▶ [Stated goal] Give the rows from the start through the line containing "<point>243,669</point>", inclusive, as a two-column CSV with the headers text and answer. Put each row on its own line, with its text in one quoted field and all its answers in the other, and turn line breaks into spaces.

* START Records for processing *

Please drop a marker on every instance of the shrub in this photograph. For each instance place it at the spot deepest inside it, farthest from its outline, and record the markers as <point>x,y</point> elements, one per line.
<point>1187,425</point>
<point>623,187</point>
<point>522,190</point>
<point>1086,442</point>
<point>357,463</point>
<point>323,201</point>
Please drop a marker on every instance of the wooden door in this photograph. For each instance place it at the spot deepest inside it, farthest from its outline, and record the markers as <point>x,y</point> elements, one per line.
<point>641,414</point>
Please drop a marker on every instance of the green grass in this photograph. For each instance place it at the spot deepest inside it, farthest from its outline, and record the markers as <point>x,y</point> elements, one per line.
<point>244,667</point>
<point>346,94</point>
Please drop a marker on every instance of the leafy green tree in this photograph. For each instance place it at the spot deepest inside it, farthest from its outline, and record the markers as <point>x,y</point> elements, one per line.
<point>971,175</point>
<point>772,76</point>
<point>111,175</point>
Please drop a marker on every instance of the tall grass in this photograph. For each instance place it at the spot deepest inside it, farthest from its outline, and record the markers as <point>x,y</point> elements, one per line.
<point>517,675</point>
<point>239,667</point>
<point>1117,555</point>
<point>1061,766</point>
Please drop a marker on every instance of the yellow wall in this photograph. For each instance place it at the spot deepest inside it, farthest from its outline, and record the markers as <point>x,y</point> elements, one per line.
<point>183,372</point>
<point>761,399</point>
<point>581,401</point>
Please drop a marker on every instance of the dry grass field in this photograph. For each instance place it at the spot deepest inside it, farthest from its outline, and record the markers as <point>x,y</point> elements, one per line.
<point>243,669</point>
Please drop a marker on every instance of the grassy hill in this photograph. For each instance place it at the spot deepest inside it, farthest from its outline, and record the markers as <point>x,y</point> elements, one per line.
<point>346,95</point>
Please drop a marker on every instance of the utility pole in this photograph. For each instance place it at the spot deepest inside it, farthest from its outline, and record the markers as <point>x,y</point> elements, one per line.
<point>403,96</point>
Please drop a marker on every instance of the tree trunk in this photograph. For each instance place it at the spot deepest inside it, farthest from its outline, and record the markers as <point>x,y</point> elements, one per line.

* END Records for processing *

▶ [Written response]
text,answer
"Please drop a marker on every instance of the shrub in this photograph. For each instance place it at the spot deepest inside it, farthest from its outline, and record the markers as <point>x,y</point> elements, one per line.","<point>1187,425</point> <point>623,187</point> <point>522,190</point> <point>1086,442</point> <point>357,463</point> <point>323,201</point>"
"Please drop a marker on every instance of the wooden door in this photograph. For each instance place it at the spot deepest inside it, farthest from its outline, and record the markers as <point>x,y</point> elements, one per line.","<point>641,414</point>"
"Please drop a marker on every instance of the green grass in this photograph. For each instance place it at the spot deepest inside it, farthest from its outline, and record the markers as <point>x,y</point> elements, one per line.","<point>244,667</point> <point>346,94</point>"
"Please drop a marker on every instance of the leafy green tree in this photograph. For each instance place it at the spot deepest inside it, farthest from its outline, and record the markers as <point>x,y</point> elements, one per line.","<point>971,175</point> <point>772,76</point> <point>111,175</point>"
"Please drop a marker on every instance of the tall grass in this photograph. For each instance place it at the spot deepest inside it, farthest from its outline, and record the markers as <point>x,y</point> elements, one per line.","<point>517,675</point> <point>239,667</point> <point>1117,555</point> <point>1061,766</point>"
"Please drop a marker on every instance of the yellow wall in this photograph. For each instance place it at the spot deepest inside it, farthest from its outline, and record the markers as <point>x,y</point> elements, one per line.","<point>183,372</point> <point>761,399</point> <point>581,401</point>"
"Please drop a marker on every instance of the dry grass field in this photograph. For each instance place it at the spot deepest inside it, farthest from its outline, and record the markers as <point>x,y</point> elements, one per line.","<point>243,669</point>"